__Objective__.
How many lines in the entries below contain the string "mountain"? Case counts; give only the number.

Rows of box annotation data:
++++++++
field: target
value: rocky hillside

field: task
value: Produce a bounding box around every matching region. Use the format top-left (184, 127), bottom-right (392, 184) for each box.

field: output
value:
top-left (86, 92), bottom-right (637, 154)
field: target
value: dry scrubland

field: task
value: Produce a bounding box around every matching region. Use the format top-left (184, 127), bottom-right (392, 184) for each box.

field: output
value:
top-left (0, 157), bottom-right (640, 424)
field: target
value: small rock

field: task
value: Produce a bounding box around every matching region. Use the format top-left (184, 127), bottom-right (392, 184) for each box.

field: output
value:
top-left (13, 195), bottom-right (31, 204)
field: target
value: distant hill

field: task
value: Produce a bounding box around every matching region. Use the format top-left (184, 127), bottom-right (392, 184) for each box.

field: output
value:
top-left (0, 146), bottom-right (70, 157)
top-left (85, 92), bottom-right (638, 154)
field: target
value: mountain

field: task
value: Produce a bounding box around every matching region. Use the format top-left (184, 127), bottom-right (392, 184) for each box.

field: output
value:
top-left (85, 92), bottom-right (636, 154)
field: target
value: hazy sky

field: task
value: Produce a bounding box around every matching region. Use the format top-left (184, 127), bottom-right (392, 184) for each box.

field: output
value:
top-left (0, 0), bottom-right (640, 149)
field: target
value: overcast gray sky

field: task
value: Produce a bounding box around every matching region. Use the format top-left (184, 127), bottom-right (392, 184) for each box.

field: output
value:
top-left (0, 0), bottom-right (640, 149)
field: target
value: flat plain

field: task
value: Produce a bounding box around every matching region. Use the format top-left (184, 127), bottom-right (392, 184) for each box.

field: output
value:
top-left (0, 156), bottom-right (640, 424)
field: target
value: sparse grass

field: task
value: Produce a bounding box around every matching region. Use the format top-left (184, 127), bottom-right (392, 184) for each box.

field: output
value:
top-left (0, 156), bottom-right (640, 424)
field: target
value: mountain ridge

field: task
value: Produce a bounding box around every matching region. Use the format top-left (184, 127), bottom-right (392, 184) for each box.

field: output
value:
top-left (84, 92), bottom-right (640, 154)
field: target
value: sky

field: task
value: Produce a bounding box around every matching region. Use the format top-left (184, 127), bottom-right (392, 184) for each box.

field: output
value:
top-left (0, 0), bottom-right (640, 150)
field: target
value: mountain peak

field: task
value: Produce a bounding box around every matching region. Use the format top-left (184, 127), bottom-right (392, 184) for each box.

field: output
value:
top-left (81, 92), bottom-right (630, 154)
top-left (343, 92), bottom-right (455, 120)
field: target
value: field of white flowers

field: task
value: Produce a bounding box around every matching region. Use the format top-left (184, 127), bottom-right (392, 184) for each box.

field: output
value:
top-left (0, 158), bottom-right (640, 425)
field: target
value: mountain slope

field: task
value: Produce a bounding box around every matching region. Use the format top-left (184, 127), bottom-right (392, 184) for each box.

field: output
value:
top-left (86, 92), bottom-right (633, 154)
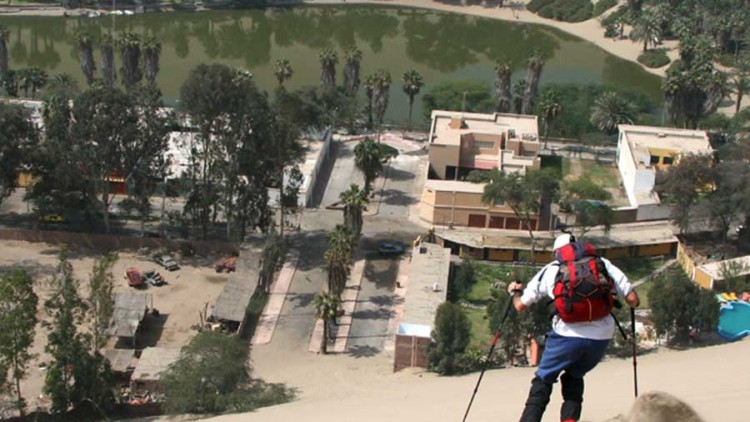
++++++++
__Full output__.
4